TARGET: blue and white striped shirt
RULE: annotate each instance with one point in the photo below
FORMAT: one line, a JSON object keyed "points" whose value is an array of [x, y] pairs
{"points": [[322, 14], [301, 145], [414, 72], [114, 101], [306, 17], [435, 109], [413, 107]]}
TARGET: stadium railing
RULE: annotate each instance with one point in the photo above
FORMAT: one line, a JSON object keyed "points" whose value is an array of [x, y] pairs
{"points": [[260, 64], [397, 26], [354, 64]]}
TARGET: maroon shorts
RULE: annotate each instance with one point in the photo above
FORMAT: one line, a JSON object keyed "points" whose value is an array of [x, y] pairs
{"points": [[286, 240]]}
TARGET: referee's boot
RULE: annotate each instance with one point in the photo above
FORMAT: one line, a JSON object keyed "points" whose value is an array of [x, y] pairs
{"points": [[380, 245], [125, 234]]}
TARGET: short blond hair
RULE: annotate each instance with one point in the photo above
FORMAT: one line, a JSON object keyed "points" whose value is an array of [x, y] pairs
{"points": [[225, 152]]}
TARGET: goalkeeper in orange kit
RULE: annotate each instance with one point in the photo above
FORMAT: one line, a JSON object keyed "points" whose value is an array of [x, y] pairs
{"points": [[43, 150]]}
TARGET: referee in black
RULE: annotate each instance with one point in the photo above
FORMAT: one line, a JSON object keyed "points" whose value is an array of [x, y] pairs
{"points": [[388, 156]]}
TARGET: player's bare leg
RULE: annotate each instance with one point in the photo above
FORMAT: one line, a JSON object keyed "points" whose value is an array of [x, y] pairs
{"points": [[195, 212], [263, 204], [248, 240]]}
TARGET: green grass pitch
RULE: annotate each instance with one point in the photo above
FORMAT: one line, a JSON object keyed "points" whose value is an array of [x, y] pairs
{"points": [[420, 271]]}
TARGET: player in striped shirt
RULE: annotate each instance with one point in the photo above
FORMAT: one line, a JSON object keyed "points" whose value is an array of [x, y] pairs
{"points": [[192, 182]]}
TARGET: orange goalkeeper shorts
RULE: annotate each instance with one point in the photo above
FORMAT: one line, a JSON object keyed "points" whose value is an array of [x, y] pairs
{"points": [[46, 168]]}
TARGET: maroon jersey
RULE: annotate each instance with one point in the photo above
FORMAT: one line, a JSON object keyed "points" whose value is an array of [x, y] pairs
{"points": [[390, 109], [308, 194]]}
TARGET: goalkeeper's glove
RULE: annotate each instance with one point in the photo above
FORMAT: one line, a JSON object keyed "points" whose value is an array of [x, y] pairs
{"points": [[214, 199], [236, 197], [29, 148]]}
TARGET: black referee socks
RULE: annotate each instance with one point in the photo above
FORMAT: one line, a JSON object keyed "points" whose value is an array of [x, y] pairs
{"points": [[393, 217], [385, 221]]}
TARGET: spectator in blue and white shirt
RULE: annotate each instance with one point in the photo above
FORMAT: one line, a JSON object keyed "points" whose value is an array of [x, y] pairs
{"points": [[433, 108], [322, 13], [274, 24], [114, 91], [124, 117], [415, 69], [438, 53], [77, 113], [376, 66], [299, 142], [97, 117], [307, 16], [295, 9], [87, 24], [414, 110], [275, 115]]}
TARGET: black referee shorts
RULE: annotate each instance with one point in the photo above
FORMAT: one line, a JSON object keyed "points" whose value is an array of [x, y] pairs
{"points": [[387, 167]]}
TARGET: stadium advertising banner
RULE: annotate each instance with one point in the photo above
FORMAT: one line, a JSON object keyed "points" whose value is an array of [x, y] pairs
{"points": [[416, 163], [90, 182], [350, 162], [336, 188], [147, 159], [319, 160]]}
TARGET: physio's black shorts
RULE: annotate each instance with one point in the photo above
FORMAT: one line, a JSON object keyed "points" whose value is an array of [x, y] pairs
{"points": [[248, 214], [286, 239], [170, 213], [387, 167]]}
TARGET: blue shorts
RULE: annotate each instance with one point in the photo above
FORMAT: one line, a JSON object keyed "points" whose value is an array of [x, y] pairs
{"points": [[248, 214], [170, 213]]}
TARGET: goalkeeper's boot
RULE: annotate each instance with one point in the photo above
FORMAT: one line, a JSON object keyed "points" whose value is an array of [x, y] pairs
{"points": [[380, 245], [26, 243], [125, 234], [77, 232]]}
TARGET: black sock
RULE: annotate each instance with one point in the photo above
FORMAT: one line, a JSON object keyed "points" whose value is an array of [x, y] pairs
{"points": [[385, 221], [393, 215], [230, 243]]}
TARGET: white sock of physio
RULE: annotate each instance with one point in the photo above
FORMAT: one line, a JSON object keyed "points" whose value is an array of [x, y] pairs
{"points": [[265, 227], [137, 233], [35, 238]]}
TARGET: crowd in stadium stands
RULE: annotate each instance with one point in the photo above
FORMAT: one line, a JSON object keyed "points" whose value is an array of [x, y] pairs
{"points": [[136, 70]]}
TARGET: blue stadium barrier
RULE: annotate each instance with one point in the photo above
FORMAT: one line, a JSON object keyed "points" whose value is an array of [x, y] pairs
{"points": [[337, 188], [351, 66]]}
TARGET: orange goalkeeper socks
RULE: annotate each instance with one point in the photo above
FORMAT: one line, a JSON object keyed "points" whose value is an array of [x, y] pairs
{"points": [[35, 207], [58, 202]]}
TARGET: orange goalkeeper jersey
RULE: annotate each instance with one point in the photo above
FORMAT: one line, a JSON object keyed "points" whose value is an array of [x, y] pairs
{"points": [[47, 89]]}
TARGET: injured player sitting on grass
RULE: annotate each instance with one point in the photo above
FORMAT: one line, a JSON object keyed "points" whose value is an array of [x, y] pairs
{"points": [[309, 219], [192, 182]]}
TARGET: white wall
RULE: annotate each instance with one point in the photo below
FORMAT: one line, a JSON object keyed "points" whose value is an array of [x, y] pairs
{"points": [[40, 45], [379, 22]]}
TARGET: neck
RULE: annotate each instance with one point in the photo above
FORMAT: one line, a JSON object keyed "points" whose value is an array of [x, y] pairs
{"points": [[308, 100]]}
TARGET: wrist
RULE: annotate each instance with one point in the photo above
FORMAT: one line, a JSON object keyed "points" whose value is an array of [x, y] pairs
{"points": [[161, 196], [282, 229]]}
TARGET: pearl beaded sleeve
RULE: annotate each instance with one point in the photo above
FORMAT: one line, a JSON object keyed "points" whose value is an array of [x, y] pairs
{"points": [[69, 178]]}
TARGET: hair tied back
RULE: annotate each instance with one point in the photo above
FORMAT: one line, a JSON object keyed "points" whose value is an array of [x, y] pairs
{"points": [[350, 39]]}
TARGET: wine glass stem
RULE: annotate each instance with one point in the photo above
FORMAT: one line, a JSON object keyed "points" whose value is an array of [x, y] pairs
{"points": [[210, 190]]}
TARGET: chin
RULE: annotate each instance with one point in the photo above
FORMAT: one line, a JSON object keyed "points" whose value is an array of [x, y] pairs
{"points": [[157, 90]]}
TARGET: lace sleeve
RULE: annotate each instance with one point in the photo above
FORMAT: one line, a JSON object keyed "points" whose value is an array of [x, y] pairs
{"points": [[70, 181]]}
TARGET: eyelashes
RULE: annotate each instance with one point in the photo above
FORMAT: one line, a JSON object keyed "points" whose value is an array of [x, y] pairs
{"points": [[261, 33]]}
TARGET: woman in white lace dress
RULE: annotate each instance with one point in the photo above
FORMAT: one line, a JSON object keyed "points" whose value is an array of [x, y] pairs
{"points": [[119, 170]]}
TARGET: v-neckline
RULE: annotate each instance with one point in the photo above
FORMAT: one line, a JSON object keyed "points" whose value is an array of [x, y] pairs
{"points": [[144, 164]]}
:::
WHAT THE TASK ASKS
Retype all of the items above word for word, line by line, with no changes.

SOLVED PROBLEM
TARGET: blue and white striped shirt
RULE: annotate each instance with one point in the photo below
FORMAT: one line, a JSON object keyed "points" whose value is an array of [x, y] pairs
{"points": [[322, 14], [301, 145], [414, 72], [114, 101], [306, 17], [435, 109], [413, 107]]}
TARGET: stadium railing
RULE: annotate each instance with one point in the photo above
FORMAT: one line, a JSON object keyed "points" whose value is an array of [x, y] pairs
{"points": [[260, 64], [397, 26], [354, 64]]}
TARGET: maroon shorts
RULE: annotate each instance with one point in the photo above
FORMAT: one line, a JSON object keyed "points" whose value is an array of [x, y] pairs
{"points": [[286, 240]]}
TARGET: referee's boot
RULE: annotate each instance with one point in the photo above
FORMAT: one line, a JSON object keyed "points" whose value is an array of [x, y] pairs
{"points": [[380, 245], [125, 234]]}
TARGET: short blond hair
RULE: annotate each instance with one point in the photo above
FORMAT: one line, a JSON object keyed "points" whose value is an array of [x, y] pairs
{"points": [[225, 152]]}
TARGET: goalkeeper in orange kit
RULE: annotate each instance with one point in the photo above
FORMAT: one line, a JSON object keyed "points" whose value is an array of [x, y] pairs
{"points": [[43, 150]]}
TARGET: referee in black
RULE: annotate each instance with one point in the photo above
FORMAT: one line, a JSON object keyed "points" whose value is an array of [x, y] pairs
{"points": [[388, 156]]}
TARGET: player's bare leg
RULE: annotate each instance with one point in the photo above
FORMAT: one line, a JSON object keyed "points" whose value is an array of [x, y] pairs
{"points": [[195, 212], [263, 204], [248, 240]]}
TARGET: green grass pitch
RULE: annotate each instance with one point in the photo above
FORMAT: one line, a JSON object keyed "points" whose value is an array of [x, y] pairs
{"points": [[420, 271]]}
TARGET: player in striped shirt
RULE: annotate each instance with one point in the photo above
FORMAT: one line, a JSON object keyed "points" whose value is an array of [x, y] pairs
{"points": [[192, 182]]}
TARGET: orange goalkeeper shorts
RULE: annotate each instance with one point in the photo above
FORMAT: one line, a JSON object keyed "points" whose value is an array of [x, y] pairs
{"points": [[46, 168]]}
TARGET: maroon jersey
RULE: annotate each instance with one point in the photo above
FORMAT: one line, a JSON object keyed "points" whose value is an array of [x, y] pairs
{"points": [[390, 109], [308, 194]]}
TARGET: goalkeeper's glove
RULE: annotate each instance with one point in the photo above
FORMAT: one line, a JSON object keyed "points" whose value is an array of [x, y] pairs
{"points": [[214, 199], [236, 197], [29, 148]]}
TARGET: black referee socks
RULE: annotate each instance with one point in the photo above
FORMAT: one line, a JSON object keyed "points" whose value is an array of [x, y] pairs
{"points": [[393, 217], [385, 221]]}
TARGET: spectator in blue and white shirt
RULE: annotate each instance with one point in the photo above
FORMAT: one line, a JSON object keyed "points" whose value is an array of [x, y] pairs
{"points": [[433, 108], [322, 13], [274, 24], [114, 91], [124, 117], [415, 69], [438, 53], [77, 113], [376, 66], [299, 142], [97, 117], [307, 16], [295, 9], [87, 24], [414, 110], [275, 115]]}
TARGET: black referee shorts
RULE: annotate each instance with one point in the photo above
FORMAT: one line, a JSON object keyed "points" whose value is an array of [x, y] pairs
{"points": [[387, 167]]}
TARGET: stadium advertising banner
RULE: annotate each instance with one point in the photo above
FORMAT: one line, a JSON object keyed "points" whose value is an array of [x, y] pairs
{"points": [[416, 163], [90, 182], [350, 162], [336, 188], [147, 159], [319, 160]]}
TARGET: physio's black shorts
RULE: annotate each instance with one point in the photo above
FORMAT: one line, a JSON object keyed "points" whose value is an array of [x, y] pairs
{"points": [[248, 214], [286, 239], [170, 213], [387, 167]]}
TARGET: blue shorts
RULE: annotate each instance with one point in the photo above
FORMAT: one line, a JSON object keyed "points" whose value is an array of [x, y] pairs
{"points": [[248, 214], [170, 213]]}
TARGET: goalkeeper's boot
RULE: annotate each instance with one point in the photo above
FORMAT: one line, a JSON object keyed "points" whose value is an array of [x, y] pairs
{"points": [[380, 245], [26, 243], [125, 234], [77, 232]]}
TARGET: black sock
RULE: annotate each instance with one point in the photo above
FORMAT: one line, a JSON object keyed "points" whose value is an array of [x, y] pairs
{"points": [[385, 221], [393, 215], [230, 243]]}
TARGET: white sock of physio
RULE: annotate each instance with one point in the photo above
FORMAT: one line, a JSON object keyed "points" whose value is an array of [x, y] pairs
{"points": [[265, 227], [137, 233], [35, 238]]}
TARGET: crowd in stadium stands
RULE: annotate each instance with one point in the photo above
FORMAT: one line, a JSON object keyed "points" whose value is an array of [x, y] pairs
{"points": [[136, 70]]}
TARGET: blue stadium barrier
RULE: annotate each instance with one point in the photo above
FORMAT: one line, a JSON object keyed "points" whose value is an array of [x, y] pairs
{"points": [[337, 188], [351, 66]]}
TARGET: orange goalkeeper socks
RULE: annotate each instance with one point in the photo above
FORMAT: one line, a JSON object keyed "points" whose value is an array of [x, y] pairs
{"points": [[35, 207], [58, 202]]}
TARGET: orange goalkeeper jersey
RULE: annotate each instance with one point in the photo above
FORMAT: one line, a JSON object keyed "points" whose value is an array of [x, y] pairs
{"points": [[47, 89]]}
TARGET: injured player sitting on grass
RULE: annotate each instance with one point in the photo above
FORMAT: one line, a JSON object keyed "points" whose value is an array of [x, y] pairs
{"points": [[309, 219], [192, 182]]}
TARGET: white wall
RULE: annotate each instance with one point in the photo below
FORMAT: one line, a JSON object keyed "points" whose value is an array of [x, y] pairs
{"points": [[40, 45], [379, 22]]}
TARGET: neck
RULE: annotate each instance with one point in the photo above
FORMAT: one line, a JSON object keyed "points" whose value is an array of [x, y] pairs
{"points": [[308, 100]]}
TARGET: wrist
RULE: annotate each instance with one point in the photo above
FORMAT: one line, a JSON object keyed "points" whose value is an array of [x, y] pairs
{"points": [[161, 196], [282, 229]]}
TARGET: pearl beaded sleeve
RULE: annotate each instance with one point in the photo above
FORMAT: one line, a JSON object keyed "points" whose value is an array of [x, y] pairs
{"points": [[69, 178]]}
TARGET: hair tied back
RULE: annotate each instance with one point in the photo above
FORMAT: one line, a JSON object keyed "points" whose value is an array of [x, y] pairs
{"points": [[350, 39]]}
TARGET: wine glass stem
RULE: annotate each instance with one point in the photo above
FORMAT: one line, a JSON object keyed "points" whose value is an array of [x, y] pairs
{"points": [[210, 190]]}
TARGET: chin
RULE: annotate each instance with one point in the photo above
FORMAT: one line, a JSON object keyed "points" whose value is an array of [x, y] pairs
{"points": [[157, 90]]}
TARGET: lace sleeve
RULE: annotate each instance with one point in the photo above
FORMAT: one line, a JSON object keyed "points" whose value is an array of [x, y] pairs
{"points": [[70, 181]]}
TARGET: eyelashes
RULE: annotate each instance with one point in the photo above
FORMAT: one line, a JSON object keyed "points" whose value is an array of [x, y] pairs
{"points": [[261, 33]]}
TARGET: woman in white lace dress
RULE: annotate each instance with one point in the photo above
FORMAT: one line, a JSON object keyed "points" whose value is an array of [x, y] pairs
{"points": [[119, 170]]}
TARGET: v-neckline
RULE: annotate each instance with one point in the photo above
FORMAT: one line, a JSON object keyed "points" whose value is an array of [x, y] pairs
{"points": [[144, 164]]}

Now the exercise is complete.